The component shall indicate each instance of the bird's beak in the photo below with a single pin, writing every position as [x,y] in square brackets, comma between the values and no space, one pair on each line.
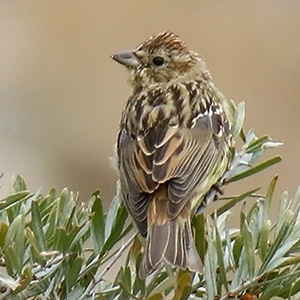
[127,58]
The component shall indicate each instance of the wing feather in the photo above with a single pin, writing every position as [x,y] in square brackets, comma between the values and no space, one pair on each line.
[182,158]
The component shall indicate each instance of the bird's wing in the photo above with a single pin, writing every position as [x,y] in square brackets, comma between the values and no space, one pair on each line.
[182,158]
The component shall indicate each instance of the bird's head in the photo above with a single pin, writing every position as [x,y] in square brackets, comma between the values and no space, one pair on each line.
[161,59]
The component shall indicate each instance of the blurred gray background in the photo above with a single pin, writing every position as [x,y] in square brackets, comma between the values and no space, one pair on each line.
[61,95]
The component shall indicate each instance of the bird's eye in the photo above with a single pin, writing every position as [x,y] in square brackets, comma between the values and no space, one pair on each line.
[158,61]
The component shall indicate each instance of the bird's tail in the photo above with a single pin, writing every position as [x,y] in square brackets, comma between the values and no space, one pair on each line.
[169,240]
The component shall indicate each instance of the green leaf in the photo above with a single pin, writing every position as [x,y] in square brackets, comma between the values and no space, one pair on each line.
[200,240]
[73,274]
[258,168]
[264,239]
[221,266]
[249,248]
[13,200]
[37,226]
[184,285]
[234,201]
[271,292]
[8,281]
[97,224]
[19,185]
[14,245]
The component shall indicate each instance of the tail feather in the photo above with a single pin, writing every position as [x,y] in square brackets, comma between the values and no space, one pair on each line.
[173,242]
--
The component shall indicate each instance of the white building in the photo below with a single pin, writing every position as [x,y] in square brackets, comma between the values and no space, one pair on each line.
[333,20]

Short task: Pull out each line of the records above that contains the word "leaf".

Finished exercise:
The component shall indicate each instance of the green leaf in the photo above with a single pin, writing every position as [x,y] in square brackets, comma between the values and no space, one pair on each line.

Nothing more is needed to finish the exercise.